Write out the data below line for line, with no changes.
* Begin Material *
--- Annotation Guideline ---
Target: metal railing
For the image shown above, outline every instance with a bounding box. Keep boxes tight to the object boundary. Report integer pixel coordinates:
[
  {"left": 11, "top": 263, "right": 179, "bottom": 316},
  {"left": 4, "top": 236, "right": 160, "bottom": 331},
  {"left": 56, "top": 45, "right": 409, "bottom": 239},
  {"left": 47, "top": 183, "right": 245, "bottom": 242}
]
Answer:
* End Material *
### The output
--- Annotation Guideline ---
Target: metal railing
For the image shown above, outline every instance with a bounding box. Keep boxes tight to the object boundary. Report integer pixel coordinates:
[
  {"left": 11, "top": 263, "right": 179, "bottom": 316},
  {"left": 4, "top": 236, "right": 160, "bottom": 331},
  {"left": 56, "top": 45, "right": 409, "bottom": 239},
  {"left": 47, "top": 183, "right": 245, "bottom": 242}
]
Answer:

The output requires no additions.